**EXERCISE BRIEF**
Write the next passage of the piece about strawberry season in Kansas, picking up right after its final sentence.

**SELECTED EXTRACT**
** BEGIN **

The First Red of Summer
By Autumn Prairie Pumpkins
The strawberries showed up at the farm stand on Tuesday. A flat of them, deep red all the way through, the kind that smell like something you had almost forgotten was possible. I bought two quarts and ate most of them standing in the parking lot. That is the trouble with really good strawberries. You forget to save any for later.
Strawberry season in Kansas lasts about three weeks, maybe four if the weather cooperates, and it arrives every year in late May while the garden is still mostly promise. The pumpkin vines are sprawling but small. The cucumbers are getting their first true leaves. Everything in the ground is a sketch of what it will become, a rough outline held in place by soil and water and optimism. And then the strawberries appear and remind you that the land is already giving, that something is ready right now, that you do not have to wait for everything at once.

** END **

**LISTING**
** BEGIN **

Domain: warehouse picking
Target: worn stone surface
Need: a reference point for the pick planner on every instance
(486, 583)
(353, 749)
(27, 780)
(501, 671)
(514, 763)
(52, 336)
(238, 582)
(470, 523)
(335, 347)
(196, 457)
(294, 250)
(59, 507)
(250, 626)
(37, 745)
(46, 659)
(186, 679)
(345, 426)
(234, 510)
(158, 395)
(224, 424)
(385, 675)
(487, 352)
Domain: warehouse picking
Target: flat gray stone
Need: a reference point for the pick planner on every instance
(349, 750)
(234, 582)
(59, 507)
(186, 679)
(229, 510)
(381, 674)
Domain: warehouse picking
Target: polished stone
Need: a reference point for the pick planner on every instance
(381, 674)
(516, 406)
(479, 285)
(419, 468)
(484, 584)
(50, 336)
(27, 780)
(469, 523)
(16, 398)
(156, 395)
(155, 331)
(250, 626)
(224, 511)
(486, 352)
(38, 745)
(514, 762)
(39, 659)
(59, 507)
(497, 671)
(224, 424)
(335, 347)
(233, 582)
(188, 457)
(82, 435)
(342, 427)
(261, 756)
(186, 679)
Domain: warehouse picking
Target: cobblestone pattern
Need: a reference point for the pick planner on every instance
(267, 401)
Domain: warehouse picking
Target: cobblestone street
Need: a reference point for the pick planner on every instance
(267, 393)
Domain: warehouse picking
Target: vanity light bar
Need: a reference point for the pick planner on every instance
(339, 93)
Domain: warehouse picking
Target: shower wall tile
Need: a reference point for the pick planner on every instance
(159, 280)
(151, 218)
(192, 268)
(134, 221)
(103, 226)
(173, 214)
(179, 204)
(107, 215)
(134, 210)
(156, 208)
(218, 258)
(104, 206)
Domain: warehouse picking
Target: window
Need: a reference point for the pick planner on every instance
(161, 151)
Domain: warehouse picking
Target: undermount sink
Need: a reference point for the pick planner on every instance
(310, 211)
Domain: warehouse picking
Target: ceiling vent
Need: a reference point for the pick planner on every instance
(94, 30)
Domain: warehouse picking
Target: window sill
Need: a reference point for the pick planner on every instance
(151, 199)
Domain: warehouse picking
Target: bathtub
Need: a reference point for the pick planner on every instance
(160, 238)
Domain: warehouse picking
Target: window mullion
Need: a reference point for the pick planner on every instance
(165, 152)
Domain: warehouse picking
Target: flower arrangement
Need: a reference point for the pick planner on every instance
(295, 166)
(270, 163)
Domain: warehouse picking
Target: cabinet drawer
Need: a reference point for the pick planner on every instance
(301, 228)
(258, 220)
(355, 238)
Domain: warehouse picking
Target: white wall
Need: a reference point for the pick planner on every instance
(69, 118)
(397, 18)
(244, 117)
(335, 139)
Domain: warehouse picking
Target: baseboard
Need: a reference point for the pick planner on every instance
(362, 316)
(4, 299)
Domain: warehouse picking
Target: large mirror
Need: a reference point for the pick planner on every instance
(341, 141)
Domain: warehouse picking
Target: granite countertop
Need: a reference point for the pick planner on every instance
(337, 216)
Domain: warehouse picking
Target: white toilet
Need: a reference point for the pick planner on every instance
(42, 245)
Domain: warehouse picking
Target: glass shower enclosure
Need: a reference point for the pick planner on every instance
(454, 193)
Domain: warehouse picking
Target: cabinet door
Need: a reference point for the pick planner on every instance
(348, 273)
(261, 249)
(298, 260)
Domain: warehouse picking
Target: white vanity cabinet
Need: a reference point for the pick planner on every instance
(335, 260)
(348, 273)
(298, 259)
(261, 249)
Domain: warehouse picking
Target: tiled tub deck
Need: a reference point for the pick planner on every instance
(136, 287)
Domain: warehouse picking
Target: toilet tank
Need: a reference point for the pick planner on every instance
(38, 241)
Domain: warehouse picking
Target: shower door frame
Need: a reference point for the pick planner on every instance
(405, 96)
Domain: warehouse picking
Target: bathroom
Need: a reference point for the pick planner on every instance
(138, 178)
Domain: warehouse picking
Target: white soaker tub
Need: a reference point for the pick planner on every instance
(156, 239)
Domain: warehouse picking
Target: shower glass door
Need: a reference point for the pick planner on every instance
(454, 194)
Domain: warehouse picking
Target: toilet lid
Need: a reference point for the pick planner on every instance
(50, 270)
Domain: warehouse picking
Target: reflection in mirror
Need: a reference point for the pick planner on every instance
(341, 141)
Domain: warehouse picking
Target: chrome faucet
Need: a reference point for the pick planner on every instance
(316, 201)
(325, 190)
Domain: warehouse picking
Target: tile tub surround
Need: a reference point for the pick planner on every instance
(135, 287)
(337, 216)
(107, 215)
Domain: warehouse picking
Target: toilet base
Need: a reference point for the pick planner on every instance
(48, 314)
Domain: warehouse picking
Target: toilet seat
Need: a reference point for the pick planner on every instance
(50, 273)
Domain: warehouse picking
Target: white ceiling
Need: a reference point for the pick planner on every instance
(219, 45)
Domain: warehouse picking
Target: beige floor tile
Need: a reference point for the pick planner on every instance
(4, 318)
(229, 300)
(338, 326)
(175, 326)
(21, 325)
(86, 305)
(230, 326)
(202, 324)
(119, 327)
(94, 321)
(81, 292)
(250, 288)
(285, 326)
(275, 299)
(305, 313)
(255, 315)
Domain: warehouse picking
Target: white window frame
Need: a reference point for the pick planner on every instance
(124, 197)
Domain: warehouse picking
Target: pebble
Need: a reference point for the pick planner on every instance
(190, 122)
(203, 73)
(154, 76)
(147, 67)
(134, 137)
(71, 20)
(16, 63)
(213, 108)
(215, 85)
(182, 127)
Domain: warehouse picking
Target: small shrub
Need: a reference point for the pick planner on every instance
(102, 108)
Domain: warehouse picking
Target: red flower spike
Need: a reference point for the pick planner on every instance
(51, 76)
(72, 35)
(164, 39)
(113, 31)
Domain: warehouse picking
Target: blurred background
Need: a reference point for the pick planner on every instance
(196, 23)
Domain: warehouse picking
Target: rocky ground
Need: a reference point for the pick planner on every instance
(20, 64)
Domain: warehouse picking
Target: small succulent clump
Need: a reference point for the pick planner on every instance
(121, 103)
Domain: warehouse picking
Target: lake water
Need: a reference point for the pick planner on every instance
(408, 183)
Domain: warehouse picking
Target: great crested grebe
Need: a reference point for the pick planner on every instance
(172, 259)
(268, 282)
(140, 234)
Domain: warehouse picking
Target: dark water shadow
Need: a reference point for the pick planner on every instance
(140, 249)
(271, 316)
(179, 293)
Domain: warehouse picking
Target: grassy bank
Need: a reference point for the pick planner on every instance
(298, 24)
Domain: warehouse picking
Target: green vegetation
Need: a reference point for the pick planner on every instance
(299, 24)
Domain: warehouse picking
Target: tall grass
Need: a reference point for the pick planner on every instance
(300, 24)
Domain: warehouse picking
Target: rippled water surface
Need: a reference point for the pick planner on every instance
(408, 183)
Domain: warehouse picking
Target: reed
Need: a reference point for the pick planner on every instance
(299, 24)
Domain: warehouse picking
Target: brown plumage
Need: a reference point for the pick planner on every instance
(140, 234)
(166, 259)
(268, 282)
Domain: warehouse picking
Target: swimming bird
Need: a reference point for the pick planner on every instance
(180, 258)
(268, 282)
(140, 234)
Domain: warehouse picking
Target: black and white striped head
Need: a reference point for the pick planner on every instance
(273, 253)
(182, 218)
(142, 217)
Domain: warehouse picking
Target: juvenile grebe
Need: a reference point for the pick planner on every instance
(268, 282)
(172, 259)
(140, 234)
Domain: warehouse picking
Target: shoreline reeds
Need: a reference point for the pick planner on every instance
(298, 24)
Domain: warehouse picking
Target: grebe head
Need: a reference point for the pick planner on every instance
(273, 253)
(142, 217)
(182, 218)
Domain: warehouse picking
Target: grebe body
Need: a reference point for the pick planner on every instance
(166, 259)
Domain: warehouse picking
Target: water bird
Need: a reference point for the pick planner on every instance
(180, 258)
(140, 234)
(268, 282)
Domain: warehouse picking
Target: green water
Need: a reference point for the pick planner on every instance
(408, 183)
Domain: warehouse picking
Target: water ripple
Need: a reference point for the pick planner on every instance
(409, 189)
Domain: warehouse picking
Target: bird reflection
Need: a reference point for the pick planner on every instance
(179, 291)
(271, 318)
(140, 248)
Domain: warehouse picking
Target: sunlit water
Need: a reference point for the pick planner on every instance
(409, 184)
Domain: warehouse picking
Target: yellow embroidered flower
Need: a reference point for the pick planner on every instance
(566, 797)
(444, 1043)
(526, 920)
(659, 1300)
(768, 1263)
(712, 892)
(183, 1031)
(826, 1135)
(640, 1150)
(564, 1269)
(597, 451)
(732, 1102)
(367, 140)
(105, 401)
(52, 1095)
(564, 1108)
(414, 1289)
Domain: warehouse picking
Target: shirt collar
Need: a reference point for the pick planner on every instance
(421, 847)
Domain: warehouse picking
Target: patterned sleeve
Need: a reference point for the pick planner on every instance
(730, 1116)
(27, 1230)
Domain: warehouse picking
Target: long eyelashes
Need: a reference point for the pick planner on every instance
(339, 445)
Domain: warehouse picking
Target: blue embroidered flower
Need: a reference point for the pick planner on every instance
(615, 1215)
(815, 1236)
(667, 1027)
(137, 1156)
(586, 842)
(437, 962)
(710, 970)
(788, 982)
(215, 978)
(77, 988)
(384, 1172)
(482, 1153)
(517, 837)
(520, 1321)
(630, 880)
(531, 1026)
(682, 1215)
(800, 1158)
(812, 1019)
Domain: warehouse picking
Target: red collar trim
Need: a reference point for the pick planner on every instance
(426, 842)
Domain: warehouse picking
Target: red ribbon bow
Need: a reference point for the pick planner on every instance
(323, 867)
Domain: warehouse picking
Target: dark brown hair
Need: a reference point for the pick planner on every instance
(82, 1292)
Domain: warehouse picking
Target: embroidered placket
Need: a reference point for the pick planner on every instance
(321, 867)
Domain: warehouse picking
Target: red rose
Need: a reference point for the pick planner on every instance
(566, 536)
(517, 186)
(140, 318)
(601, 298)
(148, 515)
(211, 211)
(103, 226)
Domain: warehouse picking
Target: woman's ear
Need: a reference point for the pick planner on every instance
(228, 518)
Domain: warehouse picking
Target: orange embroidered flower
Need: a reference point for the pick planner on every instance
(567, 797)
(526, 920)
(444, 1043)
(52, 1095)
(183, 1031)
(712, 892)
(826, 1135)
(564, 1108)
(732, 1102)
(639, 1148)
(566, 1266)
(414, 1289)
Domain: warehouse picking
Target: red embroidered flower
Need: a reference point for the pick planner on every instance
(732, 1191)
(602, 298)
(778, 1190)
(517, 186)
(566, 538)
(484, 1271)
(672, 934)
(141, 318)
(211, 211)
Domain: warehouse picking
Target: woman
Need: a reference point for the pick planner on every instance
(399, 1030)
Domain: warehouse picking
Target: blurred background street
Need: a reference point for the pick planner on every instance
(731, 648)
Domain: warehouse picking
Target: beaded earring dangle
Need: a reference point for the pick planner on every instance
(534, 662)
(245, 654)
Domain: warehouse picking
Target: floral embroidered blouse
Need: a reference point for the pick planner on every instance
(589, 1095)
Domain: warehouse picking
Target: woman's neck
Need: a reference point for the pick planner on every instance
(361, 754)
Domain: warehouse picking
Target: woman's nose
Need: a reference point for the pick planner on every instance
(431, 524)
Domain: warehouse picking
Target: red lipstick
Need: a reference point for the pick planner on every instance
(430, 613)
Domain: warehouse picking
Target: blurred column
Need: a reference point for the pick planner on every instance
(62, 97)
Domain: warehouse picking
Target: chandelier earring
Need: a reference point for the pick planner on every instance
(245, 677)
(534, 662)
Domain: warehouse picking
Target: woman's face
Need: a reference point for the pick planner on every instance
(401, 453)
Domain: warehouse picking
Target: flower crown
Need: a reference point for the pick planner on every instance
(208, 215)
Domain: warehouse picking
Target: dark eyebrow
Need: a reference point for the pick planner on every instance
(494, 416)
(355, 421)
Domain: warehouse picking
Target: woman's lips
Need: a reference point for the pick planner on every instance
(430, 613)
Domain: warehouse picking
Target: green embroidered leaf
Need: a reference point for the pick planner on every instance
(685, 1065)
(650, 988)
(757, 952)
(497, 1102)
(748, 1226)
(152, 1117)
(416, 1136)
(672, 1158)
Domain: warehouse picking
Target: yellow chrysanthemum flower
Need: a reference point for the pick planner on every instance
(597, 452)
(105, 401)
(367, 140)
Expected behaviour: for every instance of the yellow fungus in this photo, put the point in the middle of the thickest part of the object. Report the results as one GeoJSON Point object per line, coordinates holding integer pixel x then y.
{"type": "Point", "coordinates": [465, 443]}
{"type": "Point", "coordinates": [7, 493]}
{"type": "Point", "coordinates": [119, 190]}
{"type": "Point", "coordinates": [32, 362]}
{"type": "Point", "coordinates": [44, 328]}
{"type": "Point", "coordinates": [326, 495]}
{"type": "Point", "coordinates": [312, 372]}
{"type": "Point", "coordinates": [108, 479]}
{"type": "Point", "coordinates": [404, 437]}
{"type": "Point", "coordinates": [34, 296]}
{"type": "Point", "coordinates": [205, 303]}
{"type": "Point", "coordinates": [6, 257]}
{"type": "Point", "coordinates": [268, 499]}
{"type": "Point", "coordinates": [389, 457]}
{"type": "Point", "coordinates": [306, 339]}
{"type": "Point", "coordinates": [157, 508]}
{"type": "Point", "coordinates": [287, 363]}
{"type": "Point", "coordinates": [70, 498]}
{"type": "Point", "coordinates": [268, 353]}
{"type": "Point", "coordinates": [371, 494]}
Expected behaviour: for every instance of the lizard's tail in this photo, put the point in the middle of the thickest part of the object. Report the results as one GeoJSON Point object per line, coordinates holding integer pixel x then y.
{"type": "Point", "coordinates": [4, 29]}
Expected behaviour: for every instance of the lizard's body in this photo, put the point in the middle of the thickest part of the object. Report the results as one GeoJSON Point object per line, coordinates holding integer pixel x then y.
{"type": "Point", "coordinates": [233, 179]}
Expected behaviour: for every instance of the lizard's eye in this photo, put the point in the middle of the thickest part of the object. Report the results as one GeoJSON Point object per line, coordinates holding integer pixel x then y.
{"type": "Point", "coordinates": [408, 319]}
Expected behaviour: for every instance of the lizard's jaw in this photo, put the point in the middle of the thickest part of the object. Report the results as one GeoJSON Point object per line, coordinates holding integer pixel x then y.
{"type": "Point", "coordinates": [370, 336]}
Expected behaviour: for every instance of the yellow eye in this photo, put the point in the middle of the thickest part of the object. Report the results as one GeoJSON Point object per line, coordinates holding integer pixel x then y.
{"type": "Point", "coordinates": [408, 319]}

** END **

**RESULT**
The Garden Runs on Layered Time
This is one of the things that makes a kitchen garden different from growing a single crop. The timeline is layered. The strawberries finish while the pumpkins are still young vines. The garlic will be ready in July. The peppers come in August. A well-tended garden almost never asks you to wait for everything at once. There is usually something to pick, something already here, even while a dozen other things are still becoming.
The pumpkins are the long game. We will not see them until late September or October, and the big tropical moschata types go even longer. You plant them in late May and then tend and watch through the whole hot Kansas summer, tracking vines across the yard and waiting on female blooms and then, slowly, watching tiny fruits swell at the base of the ones that made it. The wait is long. But it is not empty.
That rhythm of layered harvests is something a garden teaches without being asked. You plant a variety of things and let them show you the shape of the season. The strawberries teach one lesson. They arrive fast, demand your full attention for three weeks, and are gone before you feel ready to let them go. The pumpkins teach a different lesson, the one about holding the long view while staying present for each day of growth.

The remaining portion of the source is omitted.